__ENTRIES PROVIDED__.
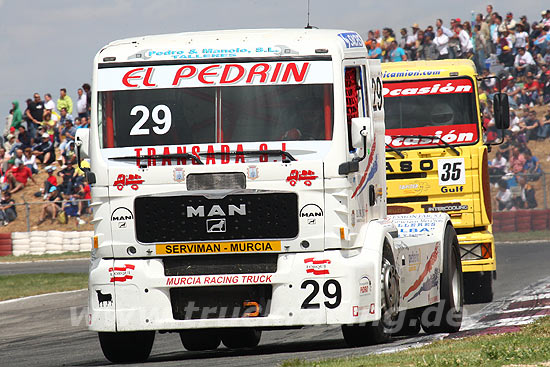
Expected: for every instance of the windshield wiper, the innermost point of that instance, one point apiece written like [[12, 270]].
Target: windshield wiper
[[395, 150], [160, 156], [447, 145], [256, 153]]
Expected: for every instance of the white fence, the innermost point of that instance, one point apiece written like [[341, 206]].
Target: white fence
[[50, 242]]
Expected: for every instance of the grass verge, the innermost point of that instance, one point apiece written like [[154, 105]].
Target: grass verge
[[522, 236], [63, 256], [528, 347], [23, 285]]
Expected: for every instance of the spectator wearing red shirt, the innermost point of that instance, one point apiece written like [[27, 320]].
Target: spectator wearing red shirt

__EXERCISE BRIEF__.
List the data from the line containing "Expected: for every instance of the white" through the end of the data as a numbered list, leaving out any blank lines.

__RESPONSE TO THE TASK__.
1. Expected: for every instance of the white fence, the innermost point of that instance, one point apiece written like [[341, 206]].
2. Target: white fence
3. [[50, 242]]
4. Expected: for every instance of the grass verge, the innermost point of that instance, one point apiece written like [[154, 105]].
5. Target: grass verge
6. [[522, 236], [63, 256], [528, 347], [23, 285]]
7. Expected: for every instance of the spectator wearing red shirt, the innermost point of that instance, one point apiece written like [[27, 320]].
8. Target: spectator wearing red shirt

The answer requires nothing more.